Text section:
A range of cyclopentadienylruthenium(II) complexes containing these ligands and other enamines
made in our group have been synthesized by treatment of [CpRuCl(PPh3)2] with the ligands in
hot toluene under anaerobic conditions. The bright yellow powders that precipitated during these
reactions were analyzed by 31P NMR spectroscopy and found to be the monodentate, mixed-
phosphine complexes [CpRuCl{κ1-PTA=C(Ar)NH2}(PPh3)] rather than the expected bidentate
species [CpRuCl{κ2-PTA–C(Ar)=NH}]. The attempted abstraction of Cl– from the monodentate
complexes with TlPF6 did not induce chelation.
The PTA–enamine complexes [CpRuCl{κ1-PTA=C(Ar)NH2}(PPh3)] were tested as catalysts
for the atom-transfer radical addition of CCl4 to styrene in deuterated toluene, deuterated methanol,
and deuterated acetonitrile. The insolubility of the catalysts in toluene made them ineffective in
that solvent. For methanol and acetonitrile, wherein thecatalysts are slightly soluble at the reaction
temperature of 60◦C, percent conversions (styrene, 24 h) of 50–78% and yields of 4.0–11.5% were
found. Turnover frequencies ranged from 0.17 to 0.48 h−1 at 1 mol% catalyst loading.
Separately, a range of areneruthenium(II) complexes of water-soluble PTA–pyridyl ligands PTA–CH(2-py)OH and PTA–CH(3-py)OH were tested as catalysts for the aqueous-phase aerobic
hydration of benzonitrile. Percent conversions (7 h) ranged from 5% to 90% and turnover frequencies
from 0.2 to 2.6 h−1 at 5 mol% catalyst loading. The best-performing catalyst containing each ligand
was tested against a wider range of nitriles; water-soluble, electron-rich nitriles were found to be the
best substrates.

Provided data:
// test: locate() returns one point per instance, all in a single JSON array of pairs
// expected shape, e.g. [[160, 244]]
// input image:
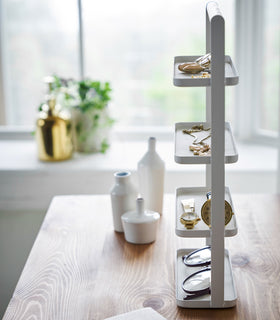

Required actions:
• a. Using the ruthenium catalyst text, answer each question:
(i) What color were the powders that precipitated during the reactions in hot toluene?
(ii) What made the PTA–enamine complexes ineffective as catalysts in toluene?
(iii) What catalyst loading was used for the hydration of benzonitrile?
• b. Reproduce the part of the ruthenium catalyst text between "The PTA–enamine complexes" and "1 mol% catalyst loading.", inclusive.

Worked solutions:
• a.
(i) Bright yellow.
(ii) Their insolubility in toluene.
(iii) 5 mol%.

• b.
The PTA–enamine complexes [CpRuCl{κ1-PTA=C(Ar)NH2}(PPh3)] were tested as catalysts
for the atom-transfer radical addition of CCl4 to styrene in deuterated toluene, deuterated methanol,
and deuterated acetonitrile. The insolubility of the catalysts in toluene made them ineffective in
that solvent. For methanol and acetonitrile, wherein thecatalysts are slightly soluble at the reaction
temperature of 60◦C, percent conversions (styrene, 24 h) of 50–78% and yields of 4.0–11.5% were
found. Turnover frequencies ranged from 0.17 to 0.48 h−1 at 1 mol% catalyst loading.